# Description of the task
Your answer must match the data word for word.

# Task inputs
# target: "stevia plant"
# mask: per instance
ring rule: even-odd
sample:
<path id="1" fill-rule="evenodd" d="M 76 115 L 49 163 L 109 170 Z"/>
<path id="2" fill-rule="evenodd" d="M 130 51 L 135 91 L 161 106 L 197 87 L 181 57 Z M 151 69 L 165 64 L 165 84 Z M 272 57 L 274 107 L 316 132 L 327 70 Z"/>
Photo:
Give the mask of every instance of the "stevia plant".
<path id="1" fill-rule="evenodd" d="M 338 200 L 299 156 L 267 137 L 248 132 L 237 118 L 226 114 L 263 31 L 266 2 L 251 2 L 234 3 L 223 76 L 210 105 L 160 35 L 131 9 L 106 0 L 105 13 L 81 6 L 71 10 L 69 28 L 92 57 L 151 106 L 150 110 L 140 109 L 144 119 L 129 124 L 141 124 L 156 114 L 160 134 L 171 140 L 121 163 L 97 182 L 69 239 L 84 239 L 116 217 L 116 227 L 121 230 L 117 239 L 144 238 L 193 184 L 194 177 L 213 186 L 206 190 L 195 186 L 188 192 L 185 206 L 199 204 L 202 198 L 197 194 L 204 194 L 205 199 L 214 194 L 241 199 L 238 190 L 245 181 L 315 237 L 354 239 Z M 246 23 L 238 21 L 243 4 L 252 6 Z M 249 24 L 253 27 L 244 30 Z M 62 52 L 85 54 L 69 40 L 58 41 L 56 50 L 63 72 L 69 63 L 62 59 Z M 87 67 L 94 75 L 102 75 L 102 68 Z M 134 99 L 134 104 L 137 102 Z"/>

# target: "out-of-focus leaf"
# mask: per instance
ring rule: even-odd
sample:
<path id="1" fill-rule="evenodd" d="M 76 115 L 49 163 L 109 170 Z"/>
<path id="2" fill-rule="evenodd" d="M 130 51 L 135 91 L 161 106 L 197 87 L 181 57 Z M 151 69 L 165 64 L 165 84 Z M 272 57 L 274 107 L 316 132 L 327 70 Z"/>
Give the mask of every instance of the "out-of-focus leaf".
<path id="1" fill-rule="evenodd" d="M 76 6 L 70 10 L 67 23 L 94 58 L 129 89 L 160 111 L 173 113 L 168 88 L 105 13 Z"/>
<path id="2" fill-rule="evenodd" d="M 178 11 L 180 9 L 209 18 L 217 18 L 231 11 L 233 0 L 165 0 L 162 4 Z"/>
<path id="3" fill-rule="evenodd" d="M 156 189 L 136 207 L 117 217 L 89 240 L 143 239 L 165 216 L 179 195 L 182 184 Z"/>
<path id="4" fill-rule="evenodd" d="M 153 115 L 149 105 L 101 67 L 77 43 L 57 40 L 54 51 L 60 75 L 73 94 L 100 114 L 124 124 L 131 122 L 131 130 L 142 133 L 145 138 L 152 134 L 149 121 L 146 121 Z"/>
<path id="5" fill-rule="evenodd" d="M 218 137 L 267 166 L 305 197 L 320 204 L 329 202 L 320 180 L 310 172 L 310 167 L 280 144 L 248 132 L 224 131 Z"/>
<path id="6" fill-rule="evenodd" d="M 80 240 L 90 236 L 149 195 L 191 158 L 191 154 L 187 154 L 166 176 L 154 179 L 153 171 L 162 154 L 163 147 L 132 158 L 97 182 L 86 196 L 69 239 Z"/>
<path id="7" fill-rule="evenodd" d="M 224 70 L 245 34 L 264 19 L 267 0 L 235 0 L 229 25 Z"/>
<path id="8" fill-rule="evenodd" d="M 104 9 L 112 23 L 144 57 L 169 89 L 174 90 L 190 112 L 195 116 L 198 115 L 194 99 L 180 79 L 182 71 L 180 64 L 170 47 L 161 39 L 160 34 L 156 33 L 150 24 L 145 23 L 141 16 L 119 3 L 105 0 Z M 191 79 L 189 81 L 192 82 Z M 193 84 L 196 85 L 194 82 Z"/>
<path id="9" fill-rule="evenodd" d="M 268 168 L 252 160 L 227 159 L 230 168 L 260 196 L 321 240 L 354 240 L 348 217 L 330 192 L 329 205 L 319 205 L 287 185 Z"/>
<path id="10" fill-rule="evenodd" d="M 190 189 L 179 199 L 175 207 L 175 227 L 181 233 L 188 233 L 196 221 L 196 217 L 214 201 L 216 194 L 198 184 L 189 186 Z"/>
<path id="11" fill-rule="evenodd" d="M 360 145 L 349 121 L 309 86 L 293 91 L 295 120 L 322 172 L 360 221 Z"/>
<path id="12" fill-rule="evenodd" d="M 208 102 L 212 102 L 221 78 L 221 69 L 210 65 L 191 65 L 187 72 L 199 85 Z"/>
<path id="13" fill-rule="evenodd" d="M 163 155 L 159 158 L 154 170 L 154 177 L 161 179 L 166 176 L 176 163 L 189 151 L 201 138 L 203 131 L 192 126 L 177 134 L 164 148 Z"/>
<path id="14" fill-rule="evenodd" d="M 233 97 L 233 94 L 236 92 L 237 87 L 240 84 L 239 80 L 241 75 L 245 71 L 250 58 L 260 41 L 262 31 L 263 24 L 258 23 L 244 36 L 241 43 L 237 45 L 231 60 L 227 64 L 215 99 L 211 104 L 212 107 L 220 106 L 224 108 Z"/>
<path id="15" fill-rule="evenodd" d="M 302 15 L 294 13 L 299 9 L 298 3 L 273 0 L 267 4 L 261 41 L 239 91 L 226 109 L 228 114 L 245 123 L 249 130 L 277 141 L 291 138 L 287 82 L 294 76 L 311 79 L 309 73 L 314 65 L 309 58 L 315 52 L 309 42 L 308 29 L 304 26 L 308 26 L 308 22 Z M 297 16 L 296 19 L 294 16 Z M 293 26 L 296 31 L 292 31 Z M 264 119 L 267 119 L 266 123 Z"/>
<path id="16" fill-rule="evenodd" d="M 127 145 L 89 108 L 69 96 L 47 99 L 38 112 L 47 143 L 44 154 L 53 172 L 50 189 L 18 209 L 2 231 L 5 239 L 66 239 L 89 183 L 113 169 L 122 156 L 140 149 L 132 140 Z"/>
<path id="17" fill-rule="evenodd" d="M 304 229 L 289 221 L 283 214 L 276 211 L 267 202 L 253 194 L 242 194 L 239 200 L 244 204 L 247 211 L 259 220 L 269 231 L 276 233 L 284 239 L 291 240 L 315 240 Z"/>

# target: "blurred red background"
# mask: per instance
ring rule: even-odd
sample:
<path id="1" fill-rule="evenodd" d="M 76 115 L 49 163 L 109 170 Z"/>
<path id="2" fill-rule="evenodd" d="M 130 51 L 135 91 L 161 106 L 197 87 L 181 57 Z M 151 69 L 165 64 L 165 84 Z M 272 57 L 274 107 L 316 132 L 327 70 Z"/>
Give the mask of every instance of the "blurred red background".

# Answer
# target: "stevia plant"
# mask: per instance
ring rule: even-odd
sample:
<path id="1" fill-rule="evenodd" d="M 76 115 L 49 163 L 109 170 Z"/>
<path id="2" fill-rule="evenodd" d="M 130 51 L 135 91 L 161 106 L 197 87 L 181 57 Z M 151 69 L 165 64 L 165 84 Z M 272 57 L 274 107 L 316 132 L 327 70 Z"/>
Photo:
Give the mask of every instance of the "stevia plant".
<path id="1" fill-rule="evenodd" d="M 338 200 L 299 156 L 267 137 L 248 132 L 237 118 L 226 114 L 263 31 L 266 2 L 251 2 L 234 3 L 223 76 L 210 105 L 160 35 L 131 9 L 106 0 L 105 13 L 81 6 L 71 10 L 69 28 L 92 57 L 151 106 L 150 110 L 140 109 L 144 119 L 129 124 L 141 124 L 156 114 L 160 134 L 171 140 L 121 163 L 97 182 L 69 239 L 84 239 L 116 217 L 116 227 L 121 230 L 117 239 L 144 238 L 193 184 L 194 177 L 213 186 L 206 190 L 195 186 L 188 192 L 185 206 L 199 204 L 202 198 L 197 194 L 204 194 L 205 199 L 214 194 L 241 199 L 238 190 L 245 181 L 315 237 L 354 239 Z M 246 23 L 238 21 L 243 4 L 252 6 Z M 249 24 L 253 27 L 244 30 Z M 62 52 L 85 54 L 69 40 L 58 41 L 56 50 L 63 72 L 69 63 L 62 59 Z M 87 67 L 94 75 L 102 75 L 102 68 Z M 134 99 L 134 104 L 137 102 Z"/>

# target: "out-of-focus leaf"
# mask: per instance
ring rule: even-odd
sample:
<path id="1" fill-rule="evenodd" d="M 76 115 L 49 163 L 109 170 Z"/>
<path id="2" fill-rule="evenodd" d="M 130 51 L 135 91 L 161 106 L 197 87 L 181 57 Z M 151 69 L 165 64 L 165 84 Z M 272 57 L 274 107 L 316 132 L 327 70 Z"/>
Give the mask of every instance of the "out-of-focus leaf".
<path id="1" fill-rule="evenodd" d="M 76 6 L 70 10 L 67 23 L 94 58 L 129 89 L 160 111 L 173 113 L 168 88 L 105 13 Z"/>
<path id="2" fill-rule="evenodd" d="M 178 11 L 180 9 L 209 18 L 217 18 L 231 11 L 233 0 L 165 0 L 162 4 Z"/>
<path id="3" fill-rule="evenodd" d="M 156 189 L 136 207 L 117 217 L 89 240 L 143 239 L 165 216 L 179 195 L 182 184 Z"/>
<path id="4" fill-rule="evenodd" d="M 153 115 L 149 105 L 101 67 L 77 43 L 57 40 L 54 51 L 60 75 L 73 94 L 100 114 L 124 124 L 131 122 L 131 130 L 142 133 L 145 138 L 152 134 L 149 121 L 146 121 Z"/>
<path id="5" fill-rule="evenodd" d="M 218 137 L 267 166 L 305 197 L 320 204 L 329 202 L 320 180 L 310 172 L 310 167 L 280 144 L 248 132 L 224 131 Z"/>
<path id="6" fill-rule="evenodd" d="M 80 240 L 90 236 L 149 195 L 191 158 L 191 154 L 187 154 L 166 176 L 154 179 L 153 171 L 162 154 L 163 147 L 132 158 L 97 182 L 86 196 L 69 239 Z"/>
<path id="7" fill-rule="evenodd" d="M 224 70 L 245 34 L 264 19 L 267 0 L 235 0 L 229 25 Z"/>
<path id="8" fill-rule="evenodd" d="M 104 9 L 112 23 L 144 57 L 169 89 L 174 90 L 190 112 L 195 116 L 198 115 L 194 99 L 180 79 L 182 71 L 180 64 L 170 47 L 161 39 L 160 34 L 156 33 L 150 24 L 145 23 L 141 16 L 119 3 L 105 0 Z M 191 79 L 189 81 L 192 82 Z M 193 84 L 196 85 L 194 82 Z"/>
<path id="9" fill-rule="evenodd" d="M 268 168 L 252 160 L 227 159 L 230 168 L 260 196 L 321 240 L 354 240 L 348 217 L 330 192 L 329 205 L 319 205 L 287 185 Z"/>
<path id="10" fill-rule="evenodd" d="M 190 189 L 179 199 L 175 207 L 175 227 L 181 233 L 188 233 L 196 221 L 196 217 L 214 201 L 216 194 L 198 184 L 189 186 Z"/>
<path id="11" fill-rule="evenodd" d="M 360 145 L 349 121 L 309 86 L 293 91 L 295 120 L 322 172 L 360 221 Z"/>
<path id="12" fill-rule="evenodd" d="M 208 102 L 212 102 L 221 78 L 221 69 L 210 65 L 191 65 L 187 72 L 199 85 Z"/>
<path id="13" fill-rule="evenodd" d="M 163 155 L 159 158 L 154 170 L 154 177 L 161 179 L 166 176 L 176 163 L 189 151 L 201 138 L 203 131 L 192 126 L 177 134 L 164 148 Z"/>
<path id="14" fill-rule="evenodd" d="M 233 97 L 233 94 L 236 92 L 237 87 L 240 84 L 239 80 L 241 75 L 245 71 L 250 58 L 260 41 L 262 31 L 263 24 L 258 23 L 244 36 L 241 43 L 237 45 L 231 60 L 227 64 L 215 99 L 211 104 L 212 107 L 220 106 L 224 108 Z"/>
<path id="15" fill-rule="evenodd" d="M 302 15 L 294 13 L 299 9 L 298 3 L 273 0 L 267 4 L 261 41 L 239 91 L 226 109 L 228 114 L 245 123 L 249 130 L 277 141 L 291 138 L 287 82 L 294 76 L 311 79 L 309 73 L 314 65 L 309 58 L 315 52 L 309 42 L 308 29 L 304 26 L 308 26 L 308 22 Z M 297 16 L 296 19 L 294 16 Z M 293 26 L 296 31 L 292 31 Z M 264 119 L 267 119 L 266 123 Z"/>
<path id="16" fill-rule="evenodd" d="M 127 145 L 89 108 L 69 96 L 47 99 L 38 112 L 47 143 L 44 154 L 53 172 L 50 189 L 18 209 L 2 231 L 5 239 L 66 239 L 89 183 L 113 169 L 122 156 L 140 149 L 132 140 Z"/>
<path id="17" fill-rule="evenodd" d="M 304 229 L 289 221 L 283 214 L 276 211 L 267 202 L 253 194 L 242 194 L 239 200 L 244 204 L 247 211 L 259 220 L 269 231 L 276 233 L 284 239 L 291 240 L 315 240 Z"/>

# target: "blurred red background"
# mask: per instance
ring rule: even-odd
sample:
<path id="1" fill-rule="evenodd" d="M 76 115 L 49 163 L 109 170 Z"/>
<path id="2" fill-rule="evenodd" d="M 130 51 L 135 91 L 161 106 L 197 87 L 181 57 Z M 151 69 L 165 64 L 165 84 Z M 272 57 L 274 107 L 316 132 L 327 70 Z"/>
Give the mask of every instance of the "blurred red background".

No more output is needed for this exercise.